## Reading text:
◇ ◇ ◇ ◇ ◇ ◇ ◇

Starts telling us how it went down. That basically that he and Tommy decided one night to go and find a black man to kill that black man so that they could get their spider web tattoos. As skinheads.

Speaker 3

It was definitely a different type of case. You know, a skinhead coming to fill a to kill somebody, a cowardly act.

Speaker 4

The family and I thought that this would be good if we found at least what happened to him. Can't do nothing about it, can't bring him back, but at least we would find out the truth.

Speaker 1

Aroan Wood was murdered in the spring of nineteen eighty nine. The case had been called for almost twenty years until two thousand and eight. That's when tom Guybison was put on trial. He stood accused of four charges, ethnic intimidation, carrying a firearm without a license, conspiracy to commit murder, and murder in the first degree. So far, I'd heard a great deal about the prosecution's case against him, and I wanted to hear the defense's case directly from the man who made it himself.

◇ ◇ ◇ ◇ ◇ ◇ ◇

## Provided material:
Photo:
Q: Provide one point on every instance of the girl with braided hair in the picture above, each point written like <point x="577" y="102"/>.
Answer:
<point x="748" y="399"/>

◇ ◇ ◇ ◇ ◇ ◇ ◇

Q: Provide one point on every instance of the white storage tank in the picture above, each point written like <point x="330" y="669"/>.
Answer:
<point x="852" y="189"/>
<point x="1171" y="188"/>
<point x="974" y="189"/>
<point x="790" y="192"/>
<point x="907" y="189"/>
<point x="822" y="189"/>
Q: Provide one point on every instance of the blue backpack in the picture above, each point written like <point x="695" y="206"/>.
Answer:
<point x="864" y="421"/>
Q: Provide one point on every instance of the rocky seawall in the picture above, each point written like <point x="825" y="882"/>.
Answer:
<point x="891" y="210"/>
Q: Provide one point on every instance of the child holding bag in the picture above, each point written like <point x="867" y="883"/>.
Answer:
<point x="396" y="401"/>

◇ ◇ ◇ ◇ ◇ ◇ ◇

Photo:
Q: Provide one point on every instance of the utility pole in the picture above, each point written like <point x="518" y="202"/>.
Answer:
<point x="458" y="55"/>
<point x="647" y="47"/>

◇ ◇ ◇ ◇ ◇ ◇ ◇

## Prompt:
Rewrite the passage of the murder case transcript that begins with "It was definitely" and ends after "made it himself.", using "certainly" wherever "definitely" appears.

## Problem solution:
It was certainly a different type of case. You know, a skinhead coming to fill a to kill somebody, a cowardly act.

Speaker 4

The family and I thought that this would be good if we found at least what happened to him. Can't do nothing about it, can't bring him back, but at least we would find out the truth.

Speaker 1

Aroan Wood was murdered in the spring of nineteen eighty nine. The case had been called for almost twenty years until two thousand and eight. That's when tom Guybison was put on trial. He stood accused of four charges, ethnic intimidation, carrying a firearm without a license, conspiracy to commit murder, and murder in the first degree. So far, I'd heard a great deal about the prosecution's case against him, and I wanted to hear the defense's case directly from the man who made it himself.